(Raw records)
* BEGIN *

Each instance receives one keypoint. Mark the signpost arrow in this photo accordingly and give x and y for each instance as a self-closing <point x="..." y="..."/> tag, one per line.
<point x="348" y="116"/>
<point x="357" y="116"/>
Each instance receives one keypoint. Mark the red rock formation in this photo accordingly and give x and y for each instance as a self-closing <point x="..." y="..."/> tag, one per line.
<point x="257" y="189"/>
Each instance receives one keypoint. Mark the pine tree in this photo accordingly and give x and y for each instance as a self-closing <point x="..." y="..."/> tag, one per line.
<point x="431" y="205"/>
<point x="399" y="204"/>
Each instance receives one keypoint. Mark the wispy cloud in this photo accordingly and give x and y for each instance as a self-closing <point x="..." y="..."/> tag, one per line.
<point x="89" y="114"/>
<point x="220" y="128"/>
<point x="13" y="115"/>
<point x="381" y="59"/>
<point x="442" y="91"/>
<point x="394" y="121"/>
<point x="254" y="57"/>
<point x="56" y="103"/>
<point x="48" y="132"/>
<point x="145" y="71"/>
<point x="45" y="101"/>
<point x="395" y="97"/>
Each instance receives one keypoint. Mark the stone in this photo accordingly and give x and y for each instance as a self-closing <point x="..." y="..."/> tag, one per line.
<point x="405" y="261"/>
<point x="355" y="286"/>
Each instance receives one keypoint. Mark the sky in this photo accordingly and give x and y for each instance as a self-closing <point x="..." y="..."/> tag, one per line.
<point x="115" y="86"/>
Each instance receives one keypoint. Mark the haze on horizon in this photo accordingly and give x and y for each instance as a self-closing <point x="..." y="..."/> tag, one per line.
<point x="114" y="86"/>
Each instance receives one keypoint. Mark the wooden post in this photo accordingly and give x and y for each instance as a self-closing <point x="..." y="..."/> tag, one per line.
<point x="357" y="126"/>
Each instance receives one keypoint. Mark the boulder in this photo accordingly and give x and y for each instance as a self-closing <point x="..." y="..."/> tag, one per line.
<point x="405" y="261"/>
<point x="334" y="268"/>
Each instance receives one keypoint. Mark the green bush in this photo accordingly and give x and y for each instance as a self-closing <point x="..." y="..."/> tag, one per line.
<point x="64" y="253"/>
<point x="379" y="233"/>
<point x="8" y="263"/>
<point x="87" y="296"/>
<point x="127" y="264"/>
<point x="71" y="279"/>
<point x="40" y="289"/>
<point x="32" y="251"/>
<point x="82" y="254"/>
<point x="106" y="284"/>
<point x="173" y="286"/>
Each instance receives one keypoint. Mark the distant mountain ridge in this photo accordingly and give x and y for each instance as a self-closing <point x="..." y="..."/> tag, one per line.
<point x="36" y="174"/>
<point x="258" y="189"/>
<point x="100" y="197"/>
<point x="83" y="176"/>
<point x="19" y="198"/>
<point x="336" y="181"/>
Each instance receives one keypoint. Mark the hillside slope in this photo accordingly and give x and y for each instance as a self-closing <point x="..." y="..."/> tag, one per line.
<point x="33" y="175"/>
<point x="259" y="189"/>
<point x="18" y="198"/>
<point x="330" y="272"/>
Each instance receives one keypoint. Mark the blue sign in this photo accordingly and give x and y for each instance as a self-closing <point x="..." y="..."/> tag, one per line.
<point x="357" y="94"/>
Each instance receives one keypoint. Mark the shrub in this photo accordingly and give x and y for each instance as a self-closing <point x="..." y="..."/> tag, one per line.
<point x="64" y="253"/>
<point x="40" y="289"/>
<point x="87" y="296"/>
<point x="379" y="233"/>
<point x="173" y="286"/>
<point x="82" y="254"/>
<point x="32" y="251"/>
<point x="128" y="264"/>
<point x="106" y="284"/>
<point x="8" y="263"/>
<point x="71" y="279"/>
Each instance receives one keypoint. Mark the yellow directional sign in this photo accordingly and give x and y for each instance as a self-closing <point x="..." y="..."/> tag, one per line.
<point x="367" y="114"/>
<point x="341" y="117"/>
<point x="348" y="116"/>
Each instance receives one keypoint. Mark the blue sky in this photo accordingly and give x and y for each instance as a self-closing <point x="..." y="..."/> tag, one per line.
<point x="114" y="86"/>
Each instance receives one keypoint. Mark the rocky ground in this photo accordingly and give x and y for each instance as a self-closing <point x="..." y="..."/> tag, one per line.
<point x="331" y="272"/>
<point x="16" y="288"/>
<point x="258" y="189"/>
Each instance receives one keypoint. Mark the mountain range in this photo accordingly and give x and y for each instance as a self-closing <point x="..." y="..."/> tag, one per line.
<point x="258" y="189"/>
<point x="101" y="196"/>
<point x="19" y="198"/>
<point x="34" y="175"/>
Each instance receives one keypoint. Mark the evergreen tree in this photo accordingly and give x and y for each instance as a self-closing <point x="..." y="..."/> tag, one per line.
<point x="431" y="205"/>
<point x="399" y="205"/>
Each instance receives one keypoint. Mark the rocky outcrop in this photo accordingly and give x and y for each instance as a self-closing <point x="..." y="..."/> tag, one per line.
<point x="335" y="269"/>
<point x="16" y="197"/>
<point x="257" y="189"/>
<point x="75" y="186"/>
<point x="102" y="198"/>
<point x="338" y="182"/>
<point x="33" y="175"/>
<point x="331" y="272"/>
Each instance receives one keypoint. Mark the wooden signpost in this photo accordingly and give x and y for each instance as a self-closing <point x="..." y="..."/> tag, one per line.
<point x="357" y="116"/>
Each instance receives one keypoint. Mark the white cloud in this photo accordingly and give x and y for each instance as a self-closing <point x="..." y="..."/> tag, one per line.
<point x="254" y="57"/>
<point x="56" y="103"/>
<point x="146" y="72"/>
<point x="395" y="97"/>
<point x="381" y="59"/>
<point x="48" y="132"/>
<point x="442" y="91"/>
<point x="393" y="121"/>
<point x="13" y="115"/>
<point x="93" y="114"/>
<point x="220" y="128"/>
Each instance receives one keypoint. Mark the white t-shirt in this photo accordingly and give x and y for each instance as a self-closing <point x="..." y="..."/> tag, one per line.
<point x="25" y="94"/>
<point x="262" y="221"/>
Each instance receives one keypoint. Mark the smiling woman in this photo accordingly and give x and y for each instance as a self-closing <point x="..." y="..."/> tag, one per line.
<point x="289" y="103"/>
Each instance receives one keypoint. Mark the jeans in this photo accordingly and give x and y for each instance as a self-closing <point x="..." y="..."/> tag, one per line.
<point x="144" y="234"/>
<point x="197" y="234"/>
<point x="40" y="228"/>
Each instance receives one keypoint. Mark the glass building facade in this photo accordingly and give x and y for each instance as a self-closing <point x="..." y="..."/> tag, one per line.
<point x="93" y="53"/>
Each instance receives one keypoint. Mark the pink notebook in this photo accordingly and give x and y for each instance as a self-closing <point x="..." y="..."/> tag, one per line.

* END *

* EXERCISE DESCRIPTION
Return all of the entries word for word.

* ANSWER TO THE TASK
Each instance receives one keypoint. Mark the signpost arrow in this photo accordingly and give x and y for each instance as a self-closing <point x="..." y="..."/> tag, one per line.
<point x="348" y="116"/>
<point x="357" y="116"/>
Each instance receives one keypoint. Mark the red rock formation in this photo accordingly and give x and y for each instance as a self-closing <point x="..." y="..."/> tag, one per line.
<point x="257" y="189"/>
Each instance receives one keypoint. Mark the pine tree in this photo accordingly and give x and y for each instance as a self-closing <point x="..." y="..."/> tag, one per line.
<point x="431" y="205"/>
<point x="399" y="204"/>
Each instance receives one keypoint. Mark the wispy cloud in this photo accordingly and give x and y for each instance as a self-closing <point x="..." y="..."/> tag, one per line.
<point x="89" y="114"/>
<point x="220" y="128"/>
<point x="13" y="115"/>
<point x="381" y="59"/>
<point x="442" y="91"/>
<point x="394" y="121"/>
<point x="254" y="57"/>
<point x="56" y="103"/>
<point x="48" y="132"/>
<point x="145" y="71"/>
<point x="45" y="101"/>
<point x="395" y="97"/>
Each instance receives one keypoint. Mark the stone in this photo accordingly and give x and y for each instance as a self-closing <point x="..." y="..."/> tag, one per line.
<point x="405" y="261"/>
<point x="355" y="286"/>
Each instance receives one keypoint. Mark the sky in this photo accordingly and give x and y for each instance as a self-closing <point x="..." y="..."/> tag, one per line.
<point x="115" y="86"/>
Each instance receives one keypoint. Mark the haze on horizon in this photo accordingly and give x and y for each instance as a self-closing <point x="..." y="..."/> tag, one per line.
<point x="114" y="86"/>
Each instance receives one keypoint. Mark the wooden post in this photo accordingly and give x and y for each instance as a self-closing <point x="..." y="..."/> tag, one per line.
<point x="357" y="126"/>
Each instance receives one keypoint. Mark the boulder in this photo accordingly and give x and y for each instance as a self-closing <point x="..." y="..."/> tag, one per line.
<point x="405" y="261"/>
<point x="334" y="268"/>
Each instance receives one keypoint. Mark the green bush in this photo accordingly and give x and y for each instance as a self-closing <point x="..." y="..."/> tag, one per line.
<point x="64" y="253"/>
<point x="379" y="233"/>
<point x="8" y="263"/>
<point x="87" y="296"/>
<point x="127" y="264"/>
<point x="71" y="279"/>
<point x="40" y="289"/>
<point x="32" y="251"/>
<point x="82" y="254"/>
<point x="106" y="284"/>
<point x="173" y="286"/>
Each instance receives one keypoint. Mark the distant mountain ridge in this photo accordingly and give x and y for each instance as a self-closing <point x="..." y="..."/> tag, one per line.
<point x="36" y="174"/>
<point x="258" y="189"/>
<point x="100" y="197"/>
<point x="83" y="176"/>
<point x="19" y="198"/>
<point x="336" y="181"/>
Each instance receives one keypoint. Mark the hillside slope in this photo accordingly and give x and y for each instance as a self-closing <point x="..." y="..."/> tag, one per line.
<point x="33" y="175"/>
<point x="259" y="189"/>
<point x="18" y="198"/>
<point x="330" y="272"/>
Each instance receives one keypoint. Mark the blue sign in this photo accordingly and give x and y for each instance as a self-closing <point x="..." y="..."/> tag, one per line.
<point x="357" y="94"/>
Each instance receives one keypoint. Mark the shrub in this photo accordingly and give x and y for each instance as a self-closing <point x="..." y="..."/> tag, one per line.
<point x="64" y="253"/>
<point x="40" y="289"/>
<point x="87" y="296"/>
<point x="379" y="233"/>
<point x="173" y="286"/>
<point x="82" y="254"/>
<point x="32" y="251"/>
<point x="128" y="264"/>
<point x="106" y="284"/>
<point x="8" y="263"/>
<point x="71" y="279"/>
Each instance receives one keypoint. Mark the yellow directional sign in this photo accordingly and give x and y for each instance as a self-closing <point x="..." y="..."/> tag, one per line.
<point x="367" y="114"/>
<point x="341" y="117"/>
<point x="348" y="116"/>
Each instance receives one keypoint. Mark the blue sky in this photo accordingly and give x and y for each instance as a self-closing <point x="..." y="..."/> tag, one per line.
<point x="114" y="86"/>
Each instance receives one keypoint. Mark the rocky ground in this photo accordingly and give x and y for each instance as a self-closing <point x="..." y="..."/> tag, one per line.
<point x="331" y="272"/>
<point x="16" y="288"/>
<point x="258" y="189"/>
Each instance receives one keypoint. Mark the mountain range in this photo accordingly and give x and y for each instance as a self-closing <point x="..." y="..."/> tag, one per line.
<point x="258" y="189"/>
<point x="101" y="196"/>
<point x="19" y="198"/>
<point x="34" y="175"/>
Each instance receives one keypoint. Mark the evergreen tree in this photo accordingly and give x and y for each instance as a self-closing <point x="..." y="..."/> tag, one per line.
<point x="431" y="205"/>
<point x="399" y="205"/>
Each instance receives one keypoint. Mark the rocky outcrop in this photo accordingly and give x and y for each instance as a self-closing <point x="..." y="..."/> tag, one per line.
<point x="335" y="269"/>
<point x="16" y="197"/>
<point x="257" y="189"/>
<point x="75" y="186"/>
<point x="102" y="198"/>
<point x="338" y="182"/>
<point x="33" y="175"/>
<point x="331" y="272"/>
Each instance receives one keypoint. Mark the wooden signpost in this photo accordingly and give x and y for each instance as a self-closing <point x="..." y="..."/> tag, one per line.
<point x="357" y="116"/>
Each instance receives one keypoint. Mark the white cloud in this photo accordingly and give x and y for each instance as a self-closing <point x="..." y="..."/> tag, one per line.
<point x="254" y="57"/>
<point x="56" y="103"/>
<point x="146" y="72"/>
<point x="395" y="97"/>
<point x="381" y="59"/>
<point x="48" y="132"/>
<point x="442" y="91"/>
<point x="393" y="121"/>
<point x="13" y="115"/>
<point x="93" y="114"/>
<point x="220" y="128"/>
Each instance receives one keypoint. Mark the white t-shirt in this photo accordingly and give x and y for each instance as a self-closing <point x="..." y="..."/> tag, one per line.
<point x="25" y="94"/>
<point x="262" y="221"/>
Each instance receives one keypoint. Mark the smiling woman in this photo accordingly and give x and y for each instance as a self-closing <point x="..." y="..."/> tag, one per line.
<point x="289" y="103"/>
Each instance receives one keypoint. Mark the jeans in this photo accordingly and give x and y for each instance as a self-closing <point x="..." y="..."/> tag, one per line.
<point x="144" y="234"/>
<point x="197" y="234"/>
<point x="40" y="228"/>
Each instance receives one keypoint. Mark the glass building facade in this photo accordingly and give x and y for each instance as a self-closing <point x="..." y="..."/> tag, one per line.
<point x="93" y="53"/>
Each instance receives one keypoint. Mark the pink notebook in this photo accordingly and give x and y for each instance as a self-closing <point x="..." y="..."/> tag, one per line.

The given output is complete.